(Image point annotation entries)
◆ ◆ ◆ ◆

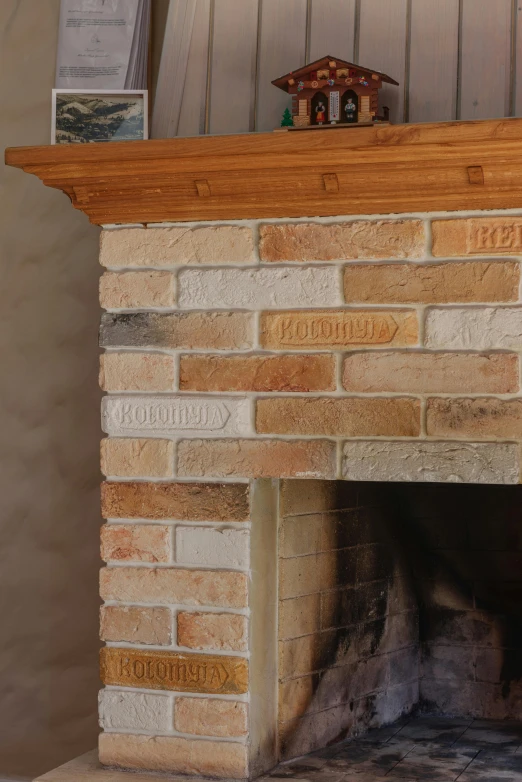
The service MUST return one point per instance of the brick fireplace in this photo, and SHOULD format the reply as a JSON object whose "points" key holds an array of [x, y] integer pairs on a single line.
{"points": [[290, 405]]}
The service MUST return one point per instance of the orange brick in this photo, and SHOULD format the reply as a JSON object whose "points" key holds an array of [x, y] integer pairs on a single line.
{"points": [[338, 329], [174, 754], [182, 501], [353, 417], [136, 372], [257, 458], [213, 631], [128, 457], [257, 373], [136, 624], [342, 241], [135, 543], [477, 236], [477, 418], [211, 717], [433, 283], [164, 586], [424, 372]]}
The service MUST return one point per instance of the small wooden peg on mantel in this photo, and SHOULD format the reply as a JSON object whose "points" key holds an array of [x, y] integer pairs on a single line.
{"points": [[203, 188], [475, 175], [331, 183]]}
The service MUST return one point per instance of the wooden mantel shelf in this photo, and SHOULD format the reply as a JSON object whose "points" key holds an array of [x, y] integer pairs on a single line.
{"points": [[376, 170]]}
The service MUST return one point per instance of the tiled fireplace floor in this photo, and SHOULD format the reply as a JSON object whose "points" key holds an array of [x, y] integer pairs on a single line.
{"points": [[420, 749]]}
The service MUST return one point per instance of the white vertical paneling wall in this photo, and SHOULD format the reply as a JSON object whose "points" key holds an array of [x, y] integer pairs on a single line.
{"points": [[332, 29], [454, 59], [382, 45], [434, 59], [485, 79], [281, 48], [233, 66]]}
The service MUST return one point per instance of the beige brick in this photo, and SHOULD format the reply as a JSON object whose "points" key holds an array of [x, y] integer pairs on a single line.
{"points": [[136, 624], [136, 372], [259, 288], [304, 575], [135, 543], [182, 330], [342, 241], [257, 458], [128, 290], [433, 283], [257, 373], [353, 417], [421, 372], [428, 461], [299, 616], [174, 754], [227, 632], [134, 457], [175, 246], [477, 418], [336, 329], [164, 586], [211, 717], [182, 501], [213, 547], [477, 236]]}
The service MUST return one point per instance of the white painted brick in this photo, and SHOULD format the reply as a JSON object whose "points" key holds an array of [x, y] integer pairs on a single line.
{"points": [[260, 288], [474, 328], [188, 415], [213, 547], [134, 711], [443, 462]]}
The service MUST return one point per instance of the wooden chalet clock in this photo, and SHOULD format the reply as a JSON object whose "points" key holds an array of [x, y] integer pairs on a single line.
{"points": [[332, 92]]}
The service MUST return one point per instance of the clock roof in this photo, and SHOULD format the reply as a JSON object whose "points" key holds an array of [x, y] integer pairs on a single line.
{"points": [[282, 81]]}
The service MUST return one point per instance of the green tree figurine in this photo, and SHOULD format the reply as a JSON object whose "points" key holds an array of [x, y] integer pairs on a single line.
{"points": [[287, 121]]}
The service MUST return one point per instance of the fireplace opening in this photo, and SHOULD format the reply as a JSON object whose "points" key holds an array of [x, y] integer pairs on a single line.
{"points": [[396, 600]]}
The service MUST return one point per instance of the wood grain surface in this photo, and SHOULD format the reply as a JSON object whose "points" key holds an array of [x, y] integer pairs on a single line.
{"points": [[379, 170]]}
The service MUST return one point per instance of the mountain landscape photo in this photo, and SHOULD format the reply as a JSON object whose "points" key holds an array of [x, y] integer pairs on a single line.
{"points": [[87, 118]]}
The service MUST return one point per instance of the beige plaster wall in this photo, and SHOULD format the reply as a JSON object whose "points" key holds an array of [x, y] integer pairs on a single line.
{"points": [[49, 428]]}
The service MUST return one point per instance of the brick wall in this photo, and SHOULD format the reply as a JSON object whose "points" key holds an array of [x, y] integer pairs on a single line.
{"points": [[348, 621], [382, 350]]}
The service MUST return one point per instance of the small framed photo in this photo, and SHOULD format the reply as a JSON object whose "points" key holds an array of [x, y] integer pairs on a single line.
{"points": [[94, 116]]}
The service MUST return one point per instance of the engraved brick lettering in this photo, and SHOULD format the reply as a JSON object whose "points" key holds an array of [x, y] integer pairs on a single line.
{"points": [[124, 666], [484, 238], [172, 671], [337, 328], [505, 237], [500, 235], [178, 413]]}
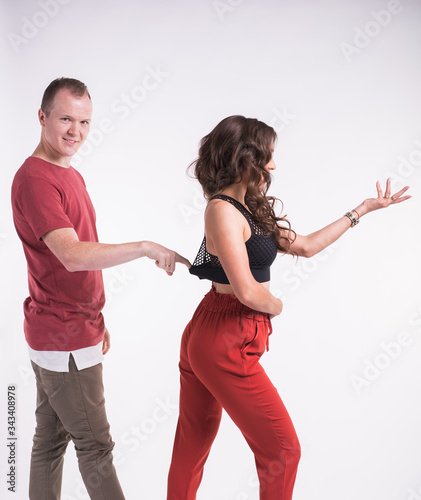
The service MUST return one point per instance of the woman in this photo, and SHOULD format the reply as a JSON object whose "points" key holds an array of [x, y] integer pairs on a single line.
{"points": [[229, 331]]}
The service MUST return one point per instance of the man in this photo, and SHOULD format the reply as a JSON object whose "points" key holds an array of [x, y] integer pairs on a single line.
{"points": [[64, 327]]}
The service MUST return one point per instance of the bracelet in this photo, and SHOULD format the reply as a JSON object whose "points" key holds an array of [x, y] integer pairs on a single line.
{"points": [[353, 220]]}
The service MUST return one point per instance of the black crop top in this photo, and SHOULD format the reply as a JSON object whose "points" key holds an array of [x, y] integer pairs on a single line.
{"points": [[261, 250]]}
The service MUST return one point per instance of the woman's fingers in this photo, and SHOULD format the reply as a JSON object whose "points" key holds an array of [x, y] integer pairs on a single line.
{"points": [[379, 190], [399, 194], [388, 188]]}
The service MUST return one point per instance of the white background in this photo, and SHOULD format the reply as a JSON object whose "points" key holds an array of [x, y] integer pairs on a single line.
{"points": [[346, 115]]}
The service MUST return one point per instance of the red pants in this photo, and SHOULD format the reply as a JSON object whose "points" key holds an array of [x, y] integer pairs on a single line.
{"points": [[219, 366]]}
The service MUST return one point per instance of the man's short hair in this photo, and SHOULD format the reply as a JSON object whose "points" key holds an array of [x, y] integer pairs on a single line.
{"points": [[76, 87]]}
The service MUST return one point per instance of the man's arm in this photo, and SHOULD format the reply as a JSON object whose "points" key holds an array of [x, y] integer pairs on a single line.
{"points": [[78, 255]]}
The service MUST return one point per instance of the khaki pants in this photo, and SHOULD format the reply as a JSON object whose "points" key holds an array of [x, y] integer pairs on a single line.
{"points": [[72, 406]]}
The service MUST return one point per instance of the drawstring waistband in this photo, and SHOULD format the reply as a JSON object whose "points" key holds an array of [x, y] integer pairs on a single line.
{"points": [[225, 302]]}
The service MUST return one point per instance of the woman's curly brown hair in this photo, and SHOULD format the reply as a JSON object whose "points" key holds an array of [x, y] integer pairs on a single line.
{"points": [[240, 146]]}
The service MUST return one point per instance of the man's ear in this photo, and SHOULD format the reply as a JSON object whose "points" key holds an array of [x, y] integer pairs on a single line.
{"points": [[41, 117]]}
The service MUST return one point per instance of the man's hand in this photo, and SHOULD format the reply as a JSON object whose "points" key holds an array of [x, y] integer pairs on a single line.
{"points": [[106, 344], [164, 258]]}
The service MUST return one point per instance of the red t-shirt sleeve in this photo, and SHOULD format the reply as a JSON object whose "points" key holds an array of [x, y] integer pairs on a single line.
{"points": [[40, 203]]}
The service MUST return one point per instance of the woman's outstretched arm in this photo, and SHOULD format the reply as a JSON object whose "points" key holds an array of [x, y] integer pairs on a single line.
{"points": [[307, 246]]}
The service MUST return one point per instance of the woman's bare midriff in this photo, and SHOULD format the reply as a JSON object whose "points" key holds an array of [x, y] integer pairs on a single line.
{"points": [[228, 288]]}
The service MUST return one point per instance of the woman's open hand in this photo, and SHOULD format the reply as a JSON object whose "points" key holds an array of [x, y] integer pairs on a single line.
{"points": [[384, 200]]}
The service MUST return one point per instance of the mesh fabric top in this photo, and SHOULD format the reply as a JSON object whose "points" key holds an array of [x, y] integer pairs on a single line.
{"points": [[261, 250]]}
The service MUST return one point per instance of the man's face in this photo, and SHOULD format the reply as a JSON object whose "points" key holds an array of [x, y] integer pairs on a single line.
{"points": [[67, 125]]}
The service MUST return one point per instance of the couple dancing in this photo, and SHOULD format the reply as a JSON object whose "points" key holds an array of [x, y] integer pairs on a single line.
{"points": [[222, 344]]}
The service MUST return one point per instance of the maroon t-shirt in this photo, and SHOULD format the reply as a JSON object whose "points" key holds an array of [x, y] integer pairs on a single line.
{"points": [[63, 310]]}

◆ ◆ ◆ ◆

▶ [REQUIRED TASK]: Repeat only the stretch of lines starting at the one containing "The service MUST return one point per instance of the couple" and running to the final line of the entries above.

▶ [FULL RESPONSE]:
The service MUST return one point per instance of the couple dancing in this photo, and SHOULD format the reply as a JSON object whose "points" key holds an array of [x, y] integer pairs on a single line.
{"points": [[222, 344]]}
The service MUST return one point per instance of the maroon t-shirt in this photo, and SHOULD format the reply as a JSON object whose "points" key holds an array of [x, y] integer pairs on a single line.
{"points": [[63, 310]]}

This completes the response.